→ **読む文章**
第7試合 ウェルター級 肘有り 5分3R
○井上克也(和術慧舟會RJW/パンクラス・ウェルター級(75kg)1位)
×花井岳文(ツイスト) 
2R 3'29" TKO (レフェリーストップ:グラウンドパンチ)


 寝技のイメージの強い花井だが、井上と打撃で真っ向勝負。右ミドルと右ストレートはなかなか鋭い。
 だが1R中盤、パンチの連打を浴びると劣勢に。花井はタックルで凌ぎ足関を狙うが読まれて失敗。グラウンドではパウンドを浴び、スタンドに戻っては左フックでダウンする。
 2Rも井上の優勢は変わらず。花井のタックルを切ると、上からパウンドと肘で痛めつける。最後は花井が抜け出そうとしたところ、左フックを当て、戦意喪失状態の花井にパウンドを連打したところでレフェリーストップ。破壊力の強さを見せつける完勝だった。

 マイクを持った井上は「(8月のパンクラスで石毛に)タイトルを渡してしまったので、来年こそリベンジができるよう、年末からガンガン練習したい」と話した。共同インタビューでは、昨年7月のHERO'Sで負けた元修斗王者・菊地昭に関しても「負けたままでは悔しいので、チャンスを得るため試合を重ねる」とコメント。金網でのファイトももっと見たい気がするが、来年からの巻き返しに注目だ。

第6試合 ライト級 肘有り 5分2R
△タクミ(パラエストラ大阪)
△高橋 渉(フリー)
判定1-0 (松本=ドロー/梅木=タクミ/和田=ドロー)


 1R序盤、高橋がギロチンチョークでチャンスを作り、その後もリバースに成功する等主導権。だが2Rはタクミが挽回。序盤から上になると、中盤からは2分近くチョークを狙い続ける。とはいえ極めに至らずドローに終わった。

第5試合 87kg契約 肘無し 5分2R
○渋谷修身(Ingram)
×ハマン・レイズ(アメリカ/カミカゼジム)
1R 2'51" 三角絞め


 渋谷がタックルで上になると、足関を仕掛けつつポジショニングでも優位をキープし、マウントへ。ブリッジで返されそうになるや、すぐさま三角絞めに移行し一本。久しぶりに渋谷らしさが発揮される完勝だった。

第4試合 バンタム級 肘有り 5分2R
×田澤 聡(GUTSMAN修斗道場/修斗フェザー級(60kg)世界10位)

→ **対象の行**
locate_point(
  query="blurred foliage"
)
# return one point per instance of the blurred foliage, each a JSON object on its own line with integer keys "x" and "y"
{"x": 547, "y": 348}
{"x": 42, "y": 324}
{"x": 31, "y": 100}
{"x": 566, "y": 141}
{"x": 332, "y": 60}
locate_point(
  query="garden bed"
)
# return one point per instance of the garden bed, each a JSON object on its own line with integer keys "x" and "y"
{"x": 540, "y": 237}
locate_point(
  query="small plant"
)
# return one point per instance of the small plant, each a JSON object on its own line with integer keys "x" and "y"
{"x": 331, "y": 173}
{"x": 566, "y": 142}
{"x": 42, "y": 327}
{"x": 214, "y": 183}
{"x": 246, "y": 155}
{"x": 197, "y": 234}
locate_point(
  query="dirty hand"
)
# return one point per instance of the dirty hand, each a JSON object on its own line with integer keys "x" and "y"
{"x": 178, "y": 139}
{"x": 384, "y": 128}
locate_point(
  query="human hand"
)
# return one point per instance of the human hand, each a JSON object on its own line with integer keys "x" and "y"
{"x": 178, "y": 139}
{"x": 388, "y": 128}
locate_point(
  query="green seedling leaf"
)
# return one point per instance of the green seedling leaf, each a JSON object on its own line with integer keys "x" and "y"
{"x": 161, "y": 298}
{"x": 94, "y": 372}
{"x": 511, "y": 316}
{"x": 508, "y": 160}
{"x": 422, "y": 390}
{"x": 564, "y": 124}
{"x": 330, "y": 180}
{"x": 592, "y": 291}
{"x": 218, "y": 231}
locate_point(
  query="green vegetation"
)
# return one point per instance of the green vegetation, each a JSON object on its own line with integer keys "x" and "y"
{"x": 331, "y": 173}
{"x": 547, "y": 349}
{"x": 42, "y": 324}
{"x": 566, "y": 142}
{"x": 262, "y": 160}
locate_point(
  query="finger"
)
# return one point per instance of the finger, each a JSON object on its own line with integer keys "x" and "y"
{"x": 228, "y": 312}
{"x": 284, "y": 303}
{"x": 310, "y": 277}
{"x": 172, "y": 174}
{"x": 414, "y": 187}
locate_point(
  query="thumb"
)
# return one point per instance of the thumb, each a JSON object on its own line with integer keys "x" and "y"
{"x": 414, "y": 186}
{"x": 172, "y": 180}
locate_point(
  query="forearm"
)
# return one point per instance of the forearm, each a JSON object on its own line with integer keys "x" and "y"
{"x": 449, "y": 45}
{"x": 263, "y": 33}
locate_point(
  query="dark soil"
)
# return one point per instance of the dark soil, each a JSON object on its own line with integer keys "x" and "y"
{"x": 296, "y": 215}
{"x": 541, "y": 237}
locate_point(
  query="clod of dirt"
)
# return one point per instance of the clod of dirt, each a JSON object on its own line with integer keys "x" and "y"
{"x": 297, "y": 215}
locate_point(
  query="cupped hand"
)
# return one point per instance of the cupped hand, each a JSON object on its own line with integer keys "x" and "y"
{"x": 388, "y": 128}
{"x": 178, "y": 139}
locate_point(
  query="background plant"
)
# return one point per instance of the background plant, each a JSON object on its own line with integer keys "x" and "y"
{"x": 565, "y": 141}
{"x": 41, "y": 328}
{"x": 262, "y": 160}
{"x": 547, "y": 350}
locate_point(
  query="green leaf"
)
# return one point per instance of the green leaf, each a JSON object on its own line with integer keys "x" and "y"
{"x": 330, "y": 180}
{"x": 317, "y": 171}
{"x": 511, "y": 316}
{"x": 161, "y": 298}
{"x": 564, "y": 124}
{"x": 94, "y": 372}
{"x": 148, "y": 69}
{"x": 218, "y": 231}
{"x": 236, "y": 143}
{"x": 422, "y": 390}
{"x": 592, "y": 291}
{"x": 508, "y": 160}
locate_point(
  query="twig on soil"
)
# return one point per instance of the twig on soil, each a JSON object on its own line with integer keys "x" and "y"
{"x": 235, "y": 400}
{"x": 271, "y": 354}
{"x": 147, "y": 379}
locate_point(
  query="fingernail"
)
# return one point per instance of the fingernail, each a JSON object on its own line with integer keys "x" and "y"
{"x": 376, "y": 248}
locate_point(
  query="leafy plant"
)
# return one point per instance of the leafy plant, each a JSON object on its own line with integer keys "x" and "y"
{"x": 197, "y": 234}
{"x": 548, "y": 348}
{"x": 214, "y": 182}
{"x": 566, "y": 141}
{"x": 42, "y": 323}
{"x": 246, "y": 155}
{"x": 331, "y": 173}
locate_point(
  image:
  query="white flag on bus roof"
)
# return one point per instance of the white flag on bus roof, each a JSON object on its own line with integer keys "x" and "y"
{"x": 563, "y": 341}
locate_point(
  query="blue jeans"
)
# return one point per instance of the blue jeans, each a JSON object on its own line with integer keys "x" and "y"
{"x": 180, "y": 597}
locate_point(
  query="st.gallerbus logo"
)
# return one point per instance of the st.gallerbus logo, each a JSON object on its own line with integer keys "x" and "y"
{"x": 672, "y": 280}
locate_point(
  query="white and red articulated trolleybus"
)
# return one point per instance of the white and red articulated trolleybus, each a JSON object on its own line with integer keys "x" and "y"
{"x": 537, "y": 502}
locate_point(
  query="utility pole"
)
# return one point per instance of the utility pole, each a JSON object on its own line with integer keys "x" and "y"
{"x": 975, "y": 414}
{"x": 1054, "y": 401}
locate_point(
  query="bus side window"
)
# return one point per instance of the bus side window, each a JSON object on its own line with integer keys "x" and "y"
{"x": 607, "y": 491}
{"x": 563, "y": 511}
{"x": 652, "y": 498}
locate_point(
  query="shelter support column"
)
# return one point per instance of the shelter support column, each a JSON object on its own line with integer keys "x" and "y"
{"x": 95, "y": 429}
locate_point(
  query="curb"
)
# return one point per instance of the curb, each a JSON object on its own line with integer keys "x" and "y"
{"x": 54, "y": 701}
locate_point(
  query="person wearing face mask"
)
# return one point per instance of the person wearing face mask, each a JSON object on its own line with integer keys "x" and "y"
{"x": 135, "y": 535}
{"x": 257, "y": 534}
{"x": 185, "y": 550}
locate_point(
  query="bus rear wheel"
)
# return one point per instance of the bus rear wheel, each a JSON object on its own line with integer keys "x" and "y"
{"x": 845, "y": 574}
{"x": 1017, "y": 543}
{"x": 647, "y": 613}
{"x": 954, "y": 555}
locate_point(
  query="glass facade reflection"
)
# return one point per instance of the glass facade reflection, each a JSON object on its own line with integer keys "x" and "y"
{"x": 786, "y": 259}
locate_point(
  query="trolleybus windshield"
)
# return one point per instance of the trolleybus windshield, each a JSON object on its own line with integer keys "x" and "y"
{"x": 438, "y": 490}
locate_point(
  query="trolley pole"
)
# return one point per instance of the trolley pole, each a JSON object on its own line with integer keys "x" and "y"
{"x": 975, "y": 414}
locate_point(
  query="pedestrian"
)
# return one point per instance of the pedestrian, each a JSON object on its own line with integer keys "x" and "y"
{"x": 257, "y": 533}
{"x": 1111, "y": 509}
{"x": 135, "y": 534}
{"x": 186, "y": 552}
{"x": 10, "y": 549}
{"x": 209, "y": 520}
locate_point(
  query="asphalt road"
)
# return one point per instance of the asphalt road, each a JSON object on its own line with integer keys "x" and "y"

→ **課題**
格闘技大会の試合レポートを、示されている最後の部分に続けて書き進めてください。

→ **期待される出力**
○山本 篤(KILLER BEE/パンクラス・フェザー級(64kg)3位)
判定0-2 (松本=山本/豊永=山本/和田=ドロー)


 1R、田澤は序盤から額より出血し、タックルで倒され下になり続け劣勢。2Rも序盤に左フックでダウンさせられる。中盤かはらアームロックでチャンスを作るが、山本は防御を続け、僅差ながらも勝利をもぎ取った。

第3試合 バンタム級 肘有り 5分2R
○砂辺光久(REAL/パンクラス・フェザー級(64kg)5位)
×ホベルト・マツモト(ブラジル/デラヒーバ・マツモト)
1R 5'00" TKO (ドクターストップ:右膝の負傷)


 総合初挑戦の柔術強豪・マツモトは、鋭い左ローを当て練習の成果をアピール。だが寝技になっても、砂辺に三角を防御され、思うようにはいかず。1R終盤、寝技の攻防で変形の足四の字固めのように二人の足が絡むと、マツモトは右膝を負傷しドクターストップ。無念のデビュー戦となった。

第2試合 78kg契約 肘無し 5分2R
○吉田善行(東京イエローマンズ)
×橋本朝人(和術慧舟會RJW/HTW)
1R 0'35" TKO (レフェリーストップ:投げによる右肘の負傷)


 柔道出身の吉田が、豪快に橋本を投げ飛ばすと、受け身を取り損ねた橋本が右肘を脱臼。そのまま試合終了となった。あっけなくはあったが、吉田のポテンシャルの高さの伝わった。

第1試合 ライト級 肘有り 5分2R
○美木 航(和術慧舟會RJW)
×池田祥規(極真会館)
判定3-0 (松本=美木/豊永=美木/梅木=美木)


 空手の実力者・池田相手でも美木の打撃が上手。1R序盤には左フックでダウンさせる。寝技はもちろん美木が優勢。マウントやバックを取り、肘打ちも駆使し完勝した。マイクでは今年3勝1分で終わったことをアピール。来年こそは躍進なるか。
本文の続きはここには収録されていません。